What's past is future

"Daddy, why are you cross?"

"Because, my little one, someone's just added some lovely-looking raytraced lighting to seminal 90s first-person shooter Quake II, but I am unable to experience it myself because I don't own an RTX-series graphics card. Now repeat what I just said back to me flawlessly, or you're sleeping in the shed again tonight."

Until now, I'd been happy to sit out the latest generation of graphics cards, as my GTX 1080 does everything I need it to, so long as I'm not pretending that playing games at anything under 120 frames per second is some kind of ocular torture. Give it a couple of years and maybe there'll be raytracing - that more naturalistic type of in-game light-rendering - in a bunch of games I want to play, rather than just a handful I might while waiting for Cash In The Attic to come on.

Fancy Quake II, though? Can't resist. I confess, I tried to run Christoph Schied's proof-of-concept path-traced version of the olden id landmark, despite knowing full well that it wouldn't work on my card. Hence some inappropriate table-thumping in front of my five year old when it told me it couldn't find a supported card. So for now, all I can do is gaze longingly at these videos:

Watch on YouTube

Watch on YouTube

What I like about this is that, unlike a lot of Quake II But Fancy! mods, the change is one of atmosphere rather than swapping out character models and textures for hyper-detailed ones. Light and shade, explosions changing the whole tone of the room rather than just a corner of it, all these different gradations of shadow, lights that cast light like lights do.

◆ **INSTRUCTION 1**:
How many lines in the rows contain the string "target"? Case counts. Give only the number.

◆ **RECORDS FOR THE EXERCISE**:
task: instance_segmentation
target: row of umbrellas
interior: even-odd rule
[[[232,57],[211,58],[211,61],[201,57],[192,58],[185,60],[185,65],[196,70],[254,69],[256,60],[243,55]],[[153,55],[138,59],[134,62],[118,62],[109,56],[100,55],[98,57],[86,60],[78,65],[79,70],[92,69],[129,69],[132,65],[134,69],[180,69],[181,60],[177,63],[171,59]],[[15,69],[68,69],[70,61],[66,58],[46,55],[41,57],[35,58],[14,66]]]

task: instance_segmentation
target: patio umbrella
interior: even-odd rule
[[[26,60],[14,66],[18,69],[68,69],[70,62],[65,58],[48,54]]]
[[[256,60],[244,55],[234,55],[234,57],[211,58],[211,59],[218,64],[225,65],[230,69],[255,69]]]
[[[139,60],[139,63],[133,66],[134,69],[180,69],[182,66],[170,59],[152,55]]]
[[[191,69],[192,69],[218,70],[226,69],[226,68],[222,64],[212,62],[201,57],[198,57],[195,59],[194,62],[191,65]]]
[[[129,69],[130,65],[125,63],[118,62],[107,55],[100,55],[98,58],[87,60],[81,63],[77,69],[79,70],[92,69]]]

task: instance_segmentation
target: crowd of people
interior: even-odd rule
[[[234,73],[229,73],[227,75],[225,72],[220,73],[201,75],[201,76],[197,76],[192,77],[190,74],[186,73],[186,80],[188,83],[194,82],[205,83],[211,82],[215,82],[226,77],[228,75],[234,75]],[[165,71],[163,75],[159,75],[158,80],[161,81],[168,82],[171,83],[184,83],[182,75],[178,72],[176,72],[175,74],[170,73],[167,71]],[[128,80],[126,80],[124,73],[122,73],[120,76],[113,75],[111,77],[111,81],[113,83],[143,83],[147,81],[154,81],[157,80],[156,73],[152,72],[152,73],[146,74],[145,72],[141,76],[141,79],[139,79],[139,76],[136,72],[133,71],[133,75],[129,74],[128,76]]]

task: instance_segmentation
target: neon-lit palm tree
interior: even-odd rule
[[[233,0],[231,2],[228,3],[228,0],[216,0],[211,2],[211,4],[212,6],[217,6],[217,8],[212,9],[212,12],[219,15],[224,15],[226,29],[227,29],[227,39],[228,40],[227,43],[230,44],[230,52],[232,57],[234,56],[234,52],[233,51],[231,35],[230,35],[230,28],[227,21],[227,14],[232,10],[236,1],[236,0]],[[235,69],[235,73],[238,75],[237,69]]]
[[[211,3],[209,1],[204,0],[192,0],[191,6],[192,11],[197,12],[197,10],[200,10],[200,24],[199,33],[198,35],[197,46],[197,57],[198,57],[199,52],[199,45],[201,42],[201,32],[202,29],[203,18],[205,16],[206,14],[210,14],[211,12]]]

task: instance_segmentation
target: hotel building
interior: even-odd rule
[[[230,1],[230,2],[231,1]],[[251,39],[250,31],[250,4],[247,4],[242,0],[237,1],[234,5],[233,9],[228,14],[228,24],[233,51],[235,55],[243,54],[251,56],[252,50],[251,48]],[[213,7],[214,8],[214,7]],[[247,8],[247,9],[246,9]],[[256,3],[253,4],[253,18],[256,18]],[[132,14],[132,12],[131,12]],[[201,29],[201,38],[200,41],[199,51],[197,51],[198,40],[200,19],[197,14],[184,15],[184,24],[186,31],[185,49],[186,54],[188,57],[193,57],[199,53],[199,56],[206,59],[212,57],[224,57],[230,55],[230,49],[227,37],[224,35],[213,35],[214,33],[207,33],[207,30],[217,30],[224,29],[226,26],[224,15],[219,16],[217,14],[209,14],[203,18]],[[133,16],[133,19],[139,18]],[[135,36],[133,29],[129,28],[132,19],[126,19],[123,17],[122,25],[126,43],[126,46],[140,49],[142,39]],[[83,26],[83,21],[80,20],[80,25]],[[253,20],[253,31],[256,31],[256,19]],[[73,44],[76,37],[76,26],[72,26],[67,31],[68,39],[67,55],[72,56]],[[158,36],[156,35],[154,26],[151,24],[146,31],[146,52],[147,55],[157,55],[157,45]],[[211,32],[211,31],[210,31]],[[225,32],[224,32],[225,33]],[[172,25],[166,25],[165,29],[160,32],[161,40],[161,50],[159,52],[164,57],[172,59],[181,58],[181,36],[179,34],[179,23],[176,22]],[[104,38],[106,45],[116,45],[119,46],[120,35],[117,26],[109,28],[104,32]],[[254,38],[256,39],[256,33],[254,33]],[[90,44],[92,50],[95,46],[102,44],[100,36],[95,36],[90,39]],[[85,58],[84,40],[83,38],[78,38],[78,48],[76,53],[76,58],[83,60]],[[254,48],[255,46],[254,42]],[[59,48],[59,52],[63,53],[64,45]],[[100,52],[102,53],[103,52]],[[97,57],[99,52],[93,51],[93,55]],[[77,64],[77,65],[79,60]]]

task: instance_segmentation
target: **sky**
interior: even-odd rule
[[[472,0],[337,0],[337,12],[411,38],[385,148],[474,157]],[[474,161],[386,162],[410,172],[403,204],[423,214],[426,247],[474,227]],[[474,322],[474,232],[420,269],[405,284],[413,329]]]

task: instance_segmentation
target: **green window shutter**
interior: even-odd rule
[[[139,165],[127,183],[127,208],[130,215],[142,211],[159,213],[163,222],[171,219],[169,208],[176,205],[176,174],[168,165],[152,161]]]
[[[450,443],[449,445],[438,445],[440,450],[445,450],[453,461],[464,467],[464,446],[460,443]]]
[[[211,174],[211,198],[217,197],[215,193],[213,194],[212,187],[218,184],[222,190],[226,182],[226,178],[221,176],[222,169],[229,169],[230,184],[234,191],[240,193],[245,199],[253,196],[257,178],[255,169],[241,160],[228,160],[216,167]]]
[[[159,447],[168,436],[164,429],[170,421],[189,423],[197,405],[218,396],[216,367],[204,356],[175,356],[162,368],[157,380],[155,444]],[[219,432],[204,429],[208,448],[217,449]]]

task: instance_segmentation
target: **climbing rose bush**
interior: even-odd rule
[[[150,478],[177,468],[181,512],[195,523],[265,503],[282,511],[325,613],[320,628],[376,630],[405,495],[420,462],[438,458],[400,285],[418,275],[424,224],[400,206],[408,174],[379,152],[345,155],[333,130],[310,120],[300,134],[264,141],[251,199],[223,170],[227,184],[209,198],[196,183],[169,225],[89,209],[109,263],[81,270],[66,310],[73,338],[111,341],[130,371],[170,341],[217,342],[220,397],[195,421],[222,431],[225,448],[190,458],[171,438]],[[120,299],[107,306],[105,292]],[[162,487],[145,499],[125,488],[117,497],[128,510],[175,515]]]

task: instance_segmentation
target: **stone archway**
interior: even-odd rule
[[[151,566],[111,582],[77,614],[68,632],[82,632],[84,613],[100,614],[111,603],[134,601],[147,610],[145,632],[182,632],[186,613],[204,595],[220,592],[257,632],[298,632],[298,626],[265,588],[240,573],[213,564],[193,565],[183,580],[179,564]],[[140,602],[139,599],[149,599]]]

◆ **INSTRUCTION 2**:
Copy the Quake II passage word for word, starting at "What's past is" and ending at "to come on.".

◆ **EXERCISE RESPONSE 1**:
9

◆ **EXERCISE RESPONSE 2**:
What's past is future

"Daddy, why are you cross?"

"Because, my little one, someone's just added some lovely-looking raytraced lighting to seminal 90s first-person shooter Quake II, but I am unable to experience it myself because I don't own an RTX-series graphics card. Now repeat what I just said back to me flawlessly, or you're sleeping in the shed again tonight."

Until now, I'd been happy to sit out the latest generation of graphics cards, as my GTX 1080 does everything I need it to, so long as I'm not pretending that playing games at anything under 120 frames per second is some kind of ocular torture. Give it a couple of years and maybe there'll be raytracing - that more naturalistic type of in-game light-rendering - in a bunch of games I want to play, rather than just a handful I might while waiting for Cash In The Attic to come on.